* [Task to carry out]
For each line of the data below that contains "woman", return that line.

*** Opening of Material for the task ***

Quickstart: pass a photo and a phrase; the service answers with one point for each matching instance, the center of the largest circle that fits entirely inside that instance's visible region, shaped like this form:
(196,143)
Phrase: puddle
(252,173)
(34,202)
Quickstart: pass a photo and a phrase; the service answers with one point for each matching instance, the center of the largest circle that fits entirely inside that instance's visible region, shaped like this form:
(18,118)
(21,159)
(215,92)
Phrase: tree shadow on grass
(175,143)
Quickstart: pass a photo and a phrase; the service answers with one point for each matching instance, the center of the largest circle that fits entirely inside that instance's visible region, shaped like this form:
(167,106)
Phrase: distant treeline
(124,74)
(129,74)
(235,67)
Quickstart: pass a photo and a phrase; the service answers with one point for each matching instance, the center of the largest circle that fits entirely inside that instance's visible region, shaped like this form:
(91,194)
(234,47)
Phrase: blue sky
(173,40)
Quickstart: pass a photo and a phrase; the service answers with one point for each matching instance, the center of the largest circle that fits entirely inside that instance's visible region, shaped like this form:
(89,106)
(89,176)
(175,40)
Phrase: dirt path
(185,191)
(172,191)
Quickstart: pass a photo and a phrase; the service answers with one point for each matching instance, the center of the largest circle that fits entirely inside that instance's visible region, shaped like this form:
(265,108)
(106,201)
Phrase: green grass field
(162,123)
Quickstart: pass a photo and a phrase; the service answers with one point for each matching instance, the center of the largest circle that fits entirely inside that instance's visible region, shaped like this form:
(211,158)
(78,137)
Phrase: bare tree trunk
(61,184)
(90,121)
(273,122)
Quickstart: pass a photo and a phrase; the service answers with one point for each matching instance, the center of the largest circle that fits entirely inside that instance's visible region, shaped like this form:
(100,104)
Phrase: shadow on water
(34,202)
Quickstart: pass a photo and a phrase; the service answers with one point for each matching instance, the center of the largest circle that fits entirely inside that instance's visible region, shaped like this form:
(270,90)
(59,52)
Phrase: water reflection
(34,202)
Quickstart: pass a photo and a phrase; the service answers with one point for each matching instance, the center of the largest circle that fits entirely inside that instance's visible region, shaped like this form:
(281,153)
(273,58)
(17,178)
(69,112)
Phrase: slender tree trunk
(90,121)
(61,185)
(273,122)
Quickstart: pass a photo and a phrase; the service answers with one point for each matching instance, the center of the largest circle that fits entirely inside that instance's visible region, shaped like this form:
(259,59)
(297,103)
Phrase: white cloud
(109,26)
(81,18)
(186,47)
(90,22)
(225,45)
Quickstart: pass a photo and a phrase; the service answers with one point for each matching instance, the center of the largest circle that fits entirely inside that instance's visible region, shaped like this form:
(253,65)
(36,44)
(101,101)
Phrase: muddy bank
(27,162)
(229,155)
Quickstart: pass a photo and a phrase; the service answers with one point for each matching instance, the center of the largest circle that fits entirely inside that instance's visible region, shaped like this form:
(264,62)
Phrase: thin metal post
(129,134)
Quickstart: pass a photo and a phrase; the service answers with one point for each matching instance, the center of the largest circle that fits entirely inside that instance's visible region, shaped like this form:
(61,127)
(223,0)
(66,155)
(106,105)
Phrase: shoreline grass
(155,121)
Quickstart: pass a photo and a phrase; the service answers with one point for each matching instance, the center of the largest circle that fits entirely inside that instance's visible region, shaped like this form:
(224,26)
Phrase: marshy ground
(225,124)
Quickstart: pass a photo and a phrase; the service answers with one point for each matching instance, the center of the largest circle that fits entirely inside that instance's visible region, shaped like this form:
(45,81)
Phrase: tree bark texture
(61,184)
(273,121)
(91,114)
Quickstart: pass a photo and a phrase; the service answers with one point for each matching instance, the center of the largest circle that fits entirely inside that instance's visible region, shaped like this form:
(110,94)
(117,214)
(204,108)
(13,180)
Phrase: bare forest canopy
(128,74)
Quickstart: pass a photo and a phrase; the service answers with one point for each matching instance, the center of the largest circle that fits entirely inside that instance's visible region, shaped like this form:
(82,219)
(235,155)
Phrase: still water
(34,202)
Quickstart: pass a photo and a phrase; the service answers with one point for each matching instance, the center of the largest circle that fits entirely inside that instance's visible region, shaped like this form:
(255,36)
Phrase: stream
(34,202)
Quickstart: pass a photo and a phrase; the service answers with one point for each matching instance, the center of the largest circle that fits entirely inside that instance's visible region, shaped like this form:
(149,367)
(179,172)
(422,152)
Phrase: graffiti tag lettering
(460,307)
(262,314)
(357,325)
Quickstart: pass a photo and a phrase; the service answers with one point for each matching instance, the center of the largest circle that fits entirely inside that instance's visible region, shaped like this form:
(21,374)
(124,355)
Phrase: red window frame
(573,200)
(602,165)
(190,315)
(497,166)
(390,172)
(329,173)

*** Close of Material for the task ***
*** Opening of Material for the task ***

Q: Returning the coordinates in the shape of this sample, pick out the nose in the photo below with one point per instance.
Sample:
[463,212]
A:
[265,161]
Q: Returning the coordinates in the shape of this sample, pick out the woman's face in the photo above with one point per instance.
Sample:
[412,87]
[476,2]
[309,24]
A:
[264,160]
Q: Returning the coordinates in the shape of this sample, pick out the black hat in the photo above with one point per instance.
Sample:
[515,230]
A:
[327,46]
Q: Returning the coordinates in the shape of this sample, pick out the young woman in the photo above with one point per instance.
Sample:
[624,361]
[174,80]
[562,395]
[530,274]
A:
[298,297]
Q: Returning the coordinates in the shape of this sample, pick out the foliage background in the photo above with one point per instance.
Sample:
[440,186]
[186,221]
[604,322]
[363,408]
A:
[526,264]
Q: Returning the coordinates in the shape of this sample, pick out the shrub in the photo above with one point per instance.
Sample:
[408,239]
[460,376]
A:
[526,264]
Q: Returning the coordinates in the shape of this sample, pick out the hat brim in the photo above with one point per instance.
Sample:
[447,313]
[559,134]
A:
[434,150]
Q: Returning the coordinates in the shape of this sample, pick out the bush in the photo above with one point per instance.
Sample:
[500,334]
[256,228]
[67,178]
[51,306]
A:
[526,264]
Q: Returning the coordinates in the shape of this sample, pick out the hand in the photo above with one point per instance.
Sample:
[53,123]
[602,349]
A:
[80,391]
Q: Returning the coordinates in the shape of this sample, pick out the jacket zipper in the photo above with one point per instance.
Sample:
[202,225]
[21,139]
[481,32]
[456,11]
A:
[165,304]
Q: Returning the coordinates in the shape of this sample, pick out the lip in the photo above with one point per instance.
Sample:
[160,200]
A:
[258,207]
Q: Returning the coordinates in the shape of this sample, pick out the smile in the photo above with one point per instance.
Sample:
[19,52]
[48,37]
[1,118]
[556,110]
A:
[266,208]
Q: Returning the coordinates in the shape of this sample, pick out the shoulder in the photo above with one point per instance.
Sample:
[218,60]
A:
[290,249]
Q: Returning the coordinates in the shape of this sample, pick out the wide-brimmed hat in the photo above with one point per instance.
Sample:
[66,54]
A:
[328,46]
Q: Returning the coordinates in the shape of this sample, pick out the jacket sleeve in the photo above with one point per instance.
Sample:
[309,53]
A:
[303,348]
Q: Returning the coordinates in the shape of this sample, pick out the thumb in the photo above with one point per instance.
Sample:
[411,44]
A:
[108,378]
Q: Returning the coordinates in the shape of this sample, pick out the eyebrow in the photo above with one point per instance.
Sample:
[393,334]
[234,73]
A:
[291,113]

*** Close of Material for the task ***

* [Answer area]
Q: Returning the coordinates in the shape of this sample, pick out the woman's face in the photo above with one point per instance.
Q: Returning the coordinates in the shape of this sample, pick out the young woman in the photo above with one point per instance.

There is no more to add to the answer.